━━━ TRECHO DO DOCUMENTO

O terceiro julgamento foi realizado ainda em 2023, no dia 12 de setembro. No banco dos réus, mais policiais que estavam de serviço, na noite da matança. Seis militares foram absolvidos pelos homicídios, após cinco dias de sessão.
O réu José Oliveira do Nascimento foi condenado a 210 anos e 9 meses de prisão, por 11 homicídios, três tentativas de homicídio e três torturas. Já José Wagner Silva de Souza foi sentenciado a 13 anos e 5 meses de reclusão, por três crimes de tortura.
Confira o resultado do terceiro júri:
- Tenente PM José Oliveira do Nascimento - condenado a 210 anos e 9 meses de prisão e expulso da Polícia Militar;
- Subtenente Antônio Carlos Matos Marçal - teve um crime desclassificado para a Vara da Auditoria Militar e foi absolvido pelos outros;
- Sargento PM Clênio Silva da Costa - absolvido;
- Sargento PM Francisco Helder de Sousa Filho - absolvido;
- Sargento PM José Wagner Silva de Souza - condenado a 13 anos e 5 meses de prisão;
- Sargento PM Maria Bárbara Moreira - absolvida;
- Cabo PM Antônio Flauber de Melo Brazil - absolvido;
- Soldado PM Igor Bethoven Sousa de Oliveira - absolvido.
Os outros dois julgamentos foram marcados para este ano de 2025. No dia 25 de agosto, sete policiais - que também estavam de serviço na noite de 11 de novembro de 2015 - começaram a ser julgados. Após uma semana, eles foram absolvidos pelo júri popular.
Confira o resultado do quarto júri:
- Sargento PM Farlley Diogo de Oliveira - absolvido;
- Cabo PM Daniel Fernandes da Silva - absolvido;
- Cabo PM Gildácio Alves da Silva - absolvido;
- Soldado PM Francisco Fabrício Albuquerque de Sousa - absolvido;
- Soldado PM Francisco Flávio de Sousa - absolvido;
- Soldado PM Luís Fernando de Freitas Barroso - absolvido;
- Soldado PM Renne Diego Marques - absolvido.
Três réus estavam com o júri marcado para o último dia 22 de setembro. Entretanto, o soldado Eliézio Ferreira Maia Júnior alegou insanidade mental, e a Justiça decidiu suspender o processo em relação a ele, até que a saúde do militar seja restabelecida.
Já Luciano Breno Freitas Martiniano e Marcílio Costa de Andrade foram a julgamento e, após quatro dias, terminaram condenados à prisão, pelos homicídios.
Confira o resultado do quinto júri:
- Cabo PM Luciano Breno Freitas Martiniano - condenado a 275 anos e 11 meses de prisão e expulso da Polícia Militar;
- Soldado PM Marcílio Costa de Andrade - condenado a 315 anos e 11 meses de prisão e expulso da Polícia Militar.
As defesas dos policiais militares alegaram, durante o processo e os julgamentos, que não existiam provas para condenar os PMs que estavam de folga pelos homicídios.
Em relação aos militares de serviço, as defesas negaram que os clientes tenham se omitido de prestar socorro às vítimas da Chacina e de atender às ocorrências para as quais foram acionados pela Coordenadoria Integrada de Operações de Segurança (Ciops), na noite da matança.

━━━━━━
━━━ LINHAS DE DADOS

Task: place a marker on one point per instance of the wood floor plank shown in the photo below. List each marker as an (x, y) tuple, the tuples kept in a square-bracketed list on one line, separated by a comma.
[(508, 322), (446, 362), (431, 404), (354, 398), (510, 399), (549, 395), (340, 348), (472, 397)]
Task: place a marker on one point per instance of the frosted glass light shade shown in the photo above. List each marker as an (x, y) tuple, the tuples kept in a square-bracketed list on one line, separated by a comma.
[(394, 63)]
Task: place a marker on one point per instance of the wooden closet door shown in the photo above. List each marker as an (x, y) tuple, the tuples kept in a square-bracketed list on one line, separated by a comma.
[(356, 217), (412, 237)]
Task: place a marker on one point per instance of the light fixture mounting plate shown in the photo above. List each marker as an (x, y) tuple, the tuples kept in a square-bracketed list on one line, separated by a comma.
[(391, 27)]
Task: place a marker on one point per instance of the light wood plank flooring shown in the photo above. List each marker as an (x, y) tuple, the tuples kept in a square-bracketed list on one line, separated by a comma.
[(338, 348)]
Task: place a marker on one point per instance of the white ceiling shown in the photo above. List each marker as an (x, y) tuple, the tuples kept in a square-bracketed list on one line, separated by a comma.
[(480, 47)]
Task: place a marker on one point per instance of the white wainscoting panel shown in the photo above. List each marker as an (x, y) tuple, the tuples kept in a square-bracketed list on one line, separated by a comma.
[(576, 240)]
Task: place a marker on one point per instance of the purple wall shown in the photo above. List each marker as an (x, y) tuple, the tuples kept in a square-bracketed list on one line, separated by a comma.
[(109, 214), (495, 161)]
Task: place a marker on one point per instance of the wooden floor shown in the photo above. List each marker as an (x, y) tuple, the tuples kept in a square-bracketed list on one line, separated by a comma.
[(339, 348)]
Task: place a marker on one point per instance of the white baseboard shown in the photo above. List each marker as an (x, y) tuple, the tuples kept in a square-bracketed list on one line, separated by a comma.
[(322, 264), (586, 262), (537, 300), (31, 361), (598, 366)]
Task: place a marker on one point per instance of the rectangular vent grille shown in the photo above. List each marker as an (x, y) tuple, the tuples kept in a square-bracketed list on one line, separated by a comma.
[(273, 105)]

━━━━━━

* [SEU OBJETIVO]: Copie sem nenhuma alteração a parte do texto sobre os julgamentos dos policiais militares entre "Confira o resultado do quinto" e "(Ciops), na noite da matança.", inclusive.

* [A RESPOSTA]:
Confira o resultado do quinto júri:
- Cabo PM Luciano Breno Freitas Martiniano - condenado a 275 anos e 11 meses de prisão e expulso da Polícia Militar;
- Soldado PM Marcílio Costa de Andrade - condenado a 315 anos e 11 meses de prisão e expulso da Polícia Militar.
As defesas dos policiais militares alegaram, durante o processo e os julgamentos, que não existiam provas para condenar os PMs que estavam de folga pelos homicídios.
Em relação aos militares de serviço, as defesas negaram que os clientes tenham se omitido de prestar socorro às vítimas da Chacina e de atender às ocorrências para as quais foram acionados pela Coordenadoria Integrada de Operações de Segurança (Ciops), na noite da matança.